Set exercise: Present all of the entries below as a numbered list, leaving out any blank lines.

* Start Recorded information *

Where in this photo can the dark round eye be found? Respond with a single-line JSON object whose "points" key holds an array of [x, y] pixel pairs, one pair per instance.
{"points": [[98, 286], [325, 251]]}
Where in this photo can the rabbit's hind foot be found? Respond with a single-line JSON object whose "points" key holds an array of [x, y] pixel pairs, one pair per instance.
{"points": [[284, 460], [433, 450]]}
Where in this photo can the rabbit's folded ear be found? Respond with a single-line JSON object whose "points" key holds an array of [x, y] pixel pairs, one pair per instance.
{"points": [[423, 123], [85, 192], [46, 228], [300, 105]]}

* End Recorded information *

Exercise output:
1. Where in this photo can the dark round eye be found? Respond with a single-line JSON object whose "points" key holds an array of [x, y] pixel pairs, one pair per instance.
2. {"points": [[98, 286], [325, 251]]}
3. Where in this photo can the rabbit's hind foot be found? Respond with a single-line JSON object whose "points" key holds an array of [x, y] pixel pairs, one pair per instance.
4. {"points": [[284, 460], [433, 450]]}
5. Where in this photo can the rabbit's folded ear be found? Respond with a single-line JSON object whose "points" key holds an array of [x, y] pixel pairs, one pair per instance.
6. {"points": [[423, 123], [85, 192], [46, 228], [300, 105]]}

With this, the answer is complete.